* _Excerpt_
I really resent how much work there is involved in farming and have finally had enough! So has my husband…of all of my whinging and complaining.
There is no “switch off” button. We can’t plan for a day off, I can’t plan to spend time away for the day etc, and so much more etc’s. I am exhausted, (so is he) and I am about to explode…
I hate myself right now…I’ve lost my positivity and cannot see the light.
I want my life and some control over it, not be at beck and call all the time.
I long to be a farmer’s wife. My dream was to move out of the city and into the country to hopefully find someone to start the country life with. I’m no stranger to hard work. I have had a tough few years. I moved out on my own from my home state of NJ to a rural Kansas town. Unfortunately, as soon as they heard my NJ accent, the local people wanted nothing to do with me even though I was a hard worker, ( I was a teacher at the high school there ) and I treated everyone with respect and I was fascinated with their lifestyle and eager to learn and know more. It seemed I could never do the right thing or say the right thing, simply because they would not allow me in. I am a Catholic, God fearing woman and I could not understand this, even so today. I met a family going through turmoil with a father who was very sick and had quadruple heart surgery, and all I did was try to help. At first, it seemed they were willing to give me a chance, but it turned out three years later that they were taking advantage of my good nature. Conversations were had and things were said behind my back. I was fired from the school, simply because the superintendent received too many complaints about me due to the fact that I was an outsider and they did not want that for their kids I guess. I still have the dream of working side by side together with someone who appreciates me and making our own living, just not sure how to go about it and not sure if I will be accepted again. Perhaps this was just bad luck in this area I happened to find myself in, because I have never been treated with anything less that kindness and decency anywhere else I have gone. I pray this may still be.

* _Required actions_
1. Decide whether each statement about the excerpt agrees with it: (a) the opening lines say a day off can be planned; (b) the move described was from NJ to a rural Kansas town; (c) the high school job ended by choice. Answer yes or no for each, quoting the words that settle it.
2. Duplicate the part of the excerpt starting with "I really resent" and going on through "all the time.".
3. Sum up the excerpt in three sentences.

* _Data extract_

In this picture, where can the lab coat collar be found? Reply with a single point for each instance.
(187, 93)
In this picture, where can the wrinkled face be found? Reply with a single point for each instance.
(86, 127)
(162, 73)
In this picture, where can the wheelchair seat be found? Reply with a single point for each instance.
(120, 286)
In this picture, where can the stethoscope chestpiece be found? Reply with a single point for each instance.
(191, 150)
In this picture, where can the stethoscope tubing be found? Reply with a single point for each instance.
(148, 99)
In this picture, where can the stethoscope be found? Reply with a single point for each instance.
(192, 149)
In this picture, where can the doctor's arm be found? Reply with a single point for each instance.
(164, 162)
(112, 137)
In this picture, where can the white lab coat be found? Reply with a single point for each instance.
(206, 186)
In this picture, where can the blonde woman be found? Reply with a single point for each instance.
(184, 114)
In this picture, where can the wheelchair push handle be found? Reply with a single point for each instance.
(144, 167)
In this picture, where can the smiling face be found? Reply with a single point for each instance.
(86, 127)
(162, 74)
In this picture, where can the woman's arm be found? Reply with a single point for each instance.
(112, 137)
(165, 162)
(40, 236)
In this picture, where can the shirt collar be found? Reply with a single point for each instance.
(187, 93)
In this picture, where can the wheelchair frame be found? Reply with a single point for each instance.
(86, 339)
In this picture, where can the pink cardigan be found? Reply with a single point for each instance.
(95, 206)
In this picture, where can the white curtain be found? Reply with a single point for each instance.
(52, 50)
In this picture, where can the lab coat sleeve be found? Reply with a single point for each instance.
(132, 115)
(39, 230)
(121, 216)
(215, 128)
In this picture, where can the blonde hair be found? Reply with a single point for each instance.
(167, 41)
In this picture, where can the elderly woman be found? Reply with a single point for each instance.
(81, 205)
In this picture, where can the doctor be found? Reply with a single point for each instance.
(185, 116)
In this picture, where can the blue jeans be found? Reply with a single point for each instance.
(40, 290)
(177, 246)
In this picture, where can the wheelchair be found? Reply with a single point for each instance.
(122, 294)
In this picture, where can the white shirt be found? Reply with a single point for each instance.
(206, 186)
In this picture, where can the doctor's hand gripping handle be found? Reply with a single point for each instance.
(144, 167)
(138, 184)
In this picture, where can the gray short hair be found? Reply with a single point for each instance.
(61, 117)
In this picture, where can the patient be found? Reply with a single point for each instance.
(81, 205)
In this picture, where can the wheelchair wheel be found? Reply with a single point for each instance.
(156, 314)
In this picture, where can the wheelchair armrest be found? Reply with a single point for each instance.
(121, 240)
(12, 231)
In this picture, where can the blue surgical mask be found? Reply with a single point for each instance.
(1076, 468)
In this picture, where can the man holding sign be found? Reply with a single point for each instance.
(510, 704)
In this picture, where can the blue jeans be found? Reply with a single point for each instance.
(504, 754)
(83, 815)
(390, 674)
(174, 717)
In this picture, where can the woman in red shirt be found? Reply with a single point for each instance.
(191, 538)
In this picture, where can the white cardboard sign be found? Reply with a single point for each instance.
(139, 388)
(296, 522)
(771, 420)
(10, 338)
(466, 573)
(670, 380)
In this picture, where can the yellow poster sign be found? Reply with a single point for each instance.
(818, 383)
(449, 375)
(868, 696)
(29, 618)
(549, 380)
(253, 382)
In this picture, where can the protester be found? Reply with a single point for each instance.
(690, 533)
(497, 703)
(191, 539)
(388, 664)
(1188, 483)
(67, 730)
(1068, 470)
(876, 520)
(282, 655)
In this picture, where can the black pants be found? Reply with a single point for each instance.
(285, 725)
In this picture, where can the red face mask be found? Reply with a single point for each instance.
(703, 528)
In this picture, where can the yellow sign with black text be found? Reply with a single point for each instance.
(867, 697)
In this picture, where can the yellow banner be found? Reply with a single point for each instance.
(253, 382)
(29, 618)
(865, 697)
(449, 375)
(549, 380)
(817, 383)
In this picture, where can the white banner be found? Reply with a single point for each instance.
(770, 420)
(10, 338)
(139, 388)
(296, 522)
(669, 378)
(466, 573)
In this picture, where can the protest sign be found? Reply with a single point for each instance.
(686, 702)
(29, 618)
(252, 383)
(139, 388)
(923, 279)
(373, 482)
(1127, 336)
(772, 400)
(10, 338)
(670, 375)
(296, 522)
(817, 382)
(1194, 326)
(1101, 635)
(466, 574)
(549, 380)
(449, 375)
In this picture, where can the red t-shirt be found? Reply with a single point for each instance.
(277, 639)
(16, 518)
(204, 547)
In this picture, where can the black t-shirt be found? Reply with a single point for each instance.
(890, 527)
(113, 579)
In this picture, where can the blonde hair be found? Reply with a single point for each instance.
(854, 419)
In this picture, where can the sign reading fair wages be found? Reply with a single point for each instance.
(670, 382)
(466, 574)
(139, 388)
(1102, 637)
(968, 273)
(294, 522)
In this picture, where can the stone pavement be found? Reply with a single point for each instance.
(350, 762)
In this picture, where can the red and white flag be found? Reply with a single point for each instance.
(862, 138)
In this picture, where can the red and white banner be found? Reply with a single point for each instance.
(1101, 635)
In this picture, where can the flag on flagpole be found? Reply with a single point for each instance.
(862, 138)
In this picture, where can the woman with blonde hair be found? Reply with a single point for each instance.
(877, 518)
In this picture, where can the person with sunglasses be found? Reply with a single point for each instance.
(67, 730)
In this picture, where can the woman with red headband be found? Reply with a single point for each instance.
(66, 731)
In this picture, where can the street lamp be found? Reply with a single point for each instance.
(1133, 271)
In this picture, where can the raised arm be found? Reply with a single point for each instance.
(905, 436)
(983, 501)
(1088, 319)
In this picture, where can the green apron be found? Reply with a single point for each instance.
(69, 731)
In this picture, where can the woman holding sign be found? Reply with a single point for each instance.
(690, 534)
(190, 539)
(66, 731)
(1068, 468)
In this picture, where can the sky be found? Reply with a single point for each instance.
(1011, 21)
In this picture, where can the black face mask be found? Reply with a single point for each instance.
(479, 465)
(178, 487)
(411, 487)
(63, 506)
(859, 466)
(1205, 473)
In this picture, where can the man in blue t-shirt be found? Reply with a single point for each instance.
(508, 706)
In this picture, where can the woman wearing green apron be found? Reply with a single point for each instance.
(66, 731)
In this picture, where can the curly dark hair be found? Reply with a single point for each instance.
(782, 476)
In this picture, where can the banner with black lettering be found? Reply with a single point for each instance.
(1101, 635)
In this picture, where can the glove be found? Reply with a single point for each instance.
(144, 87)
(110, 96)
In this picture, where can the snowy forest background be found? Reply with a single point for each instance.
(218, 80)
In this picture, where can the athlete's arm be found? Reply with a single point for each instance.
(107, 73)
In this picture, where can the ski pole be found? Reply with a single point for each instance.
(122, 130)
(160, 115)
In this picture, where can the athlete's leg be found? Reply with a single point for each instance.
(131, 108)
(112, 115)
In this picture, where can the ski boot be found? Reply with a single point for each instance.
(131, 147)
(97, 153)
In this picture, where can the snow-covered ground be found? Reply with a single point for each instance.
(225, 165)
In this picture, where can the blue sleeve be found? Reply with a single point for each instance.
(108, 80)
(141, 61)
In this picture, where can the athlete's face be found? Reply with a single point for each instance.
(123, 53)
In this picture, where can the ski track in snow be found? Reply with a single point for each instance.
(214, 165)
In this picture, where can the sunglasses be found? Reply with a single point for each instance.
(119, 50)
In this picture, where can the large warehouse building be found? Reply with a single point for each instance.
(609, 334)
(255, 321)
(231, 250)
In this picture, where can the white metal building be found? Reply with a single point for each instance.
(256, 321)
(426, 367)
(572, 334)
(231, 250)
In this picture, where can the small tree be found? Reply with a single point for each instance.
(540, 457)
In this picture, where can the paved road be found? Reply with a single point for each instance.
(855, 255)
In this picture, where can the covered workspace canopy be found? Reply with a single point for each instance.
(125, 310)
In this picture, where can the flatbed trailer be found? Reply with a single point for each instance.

* _Results of the tasks_
1.
(a) No: "We can’t plan for a day off"
(b) Yes: "I moved out on my own from my home state of NJ to a rural Kansas town."
(c) No: "I was fired from the school"

2.
I really resent how much work there is involved in farming and have finally had enough! So has my husband…of all of my whinging and complaining.
There is no “switch off” button. We can’t plan for a day off, I can’t plan to spend time away for the day etc, and so much more etc’s. I am exhausted, (so is he) and I am about to explode…
I hate myself right now…I’ve lost my positivity and cannot see the light.
I want my life and some control over it, not be at beck and call all the time.

3. The opening lines express exhaustion and resentment at the endless work of farming, with no way to plan a day off and a longing for some control over life. The longer passage describes a dream of country life and a move from NJ to a rural Kansas town, where the local people would not accept the writer as an outsider. After a family took advantage of the writer's help and the superintendent received too many complaints, the writer was fired from the high school but still dreams of working side by side with someone who appreciates the effort.